**TEXTE À LIRE**
______

Nagisa Oshima fut l’un des cinéastes les plus célèbres de son temps mais paradoxalement un des plus insaisissables, la majeure partie de son œuvre, élaborée dans le feu des années 60, étant tout simplement invisible en France. « Rites d’amour et de mort » pourrait être le sous-titre de la totalité de l’œuvre de Nagisa Oshima. Dans la plupart de ses films, les rituels et cérémonies permettent au Japon de regarder son passé maudit : celui de l’Empire, de l’endoctrinement, des suicides rituels, et des clans sanguinaires. Dans d’autres, l’amour fou, l’érotisme et l’art ont le pouvoir de conjurer le mal historique et parfois d’affronter la mort elle-même.
Nuit
et brouillard du Japon (1960)

______

**Entrées de données extraites**

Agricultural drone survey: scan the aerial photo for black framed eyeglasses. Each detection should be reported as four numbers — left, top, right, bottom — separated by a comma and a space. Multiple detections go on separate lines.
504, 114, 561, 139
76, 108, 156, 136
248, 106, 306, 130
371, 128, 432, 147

______

**EXERCICES**
1/ Indiquez si chacune des affirmations suivantes s’accorde avec le texte sur Nagisa Oshima, en répondant par oui ou par non et en citant les mots décisifs du texte : (a) la majeure partie de l’œuvre d’Oshima est invisible en France ; (b) l’œuvre d’Oshima a été élaborée surtout dans les années 80 ; (c) dans certains de ses films, l’érotisme et l’art peuvent conjurer le mal historique.
2/ Recopiez dans le texte sur Nagisa Oshima tout ce qui va de « Nagisa Oshima fut » jusqu’à « du Japon (1960) ».
Les lignes constituent un matériau distinct du texte.

**RÉPONSES**
1/
(a) Oui : « la majeure partie de son œuvre, élaborée dans le feu des années 60, étant tout simplement invisible en France ».
(b) Non : « élaborée dans le feu des années 60 ».
(c) Oui : « l’amour fou, l’érotisme et l’art ont le pouvoir de conjurer le mal historique ».

2/
Nagisa Oshima fut l’un des cinéastes les plus célèbres de son temps mais paradoxalement un des plus insaisissables, la majeure partie de son œuvre, élaborée dans le feu des années 60, étant tout simplement invisible en France. « Rites d’amour et de mort » pourrait être le sous-titre de la totalité de l’œuvre de Nagisa Oshima. Dans la plupart de ses films, les rituels et cérémonies permettent au Japon de regarder son passé maudit : celui de l’Empire, de l’endoctrinement, des suicides rituels, et des clans sanguinaires. Dans d’autres, l’amour fou, l’érotisme et l’art ont le pouvoir de conjurer le mal historique et parfois d’affronter la mort elle-même.
Nuit
et brouillard du Japon (1960)